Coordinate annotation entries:
********

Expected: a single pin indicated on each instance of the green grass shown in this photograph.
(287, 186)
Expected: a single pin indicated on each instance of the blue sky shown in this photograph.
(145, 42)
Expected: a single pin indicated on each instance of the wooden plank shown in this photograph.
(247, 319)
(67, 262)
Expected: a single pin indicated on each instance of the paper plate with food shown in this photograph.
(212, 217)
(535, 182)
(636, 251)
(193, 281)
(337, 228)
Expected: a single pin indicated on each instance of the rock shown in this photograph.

********

_SHORT TASK_
Copy out everything from the line containing "Expected: a single pin indicated on each instance of the wooden" down to the end of the material, word for word.

_EXERCISE SOLUTION_
Expected: a single pin indicated on each instance of the wooden plank shown in this photograph.
(247, 319)
(67, 262)
Expected: a single pin indicated on each instance of the paper plate with food shown in this photograph.
(212, 217)
(535, 182)
(636, 251)
(193, 281)
(337, 228)
Expected: a single pin indicated on each instance of the rock shown in this photograph.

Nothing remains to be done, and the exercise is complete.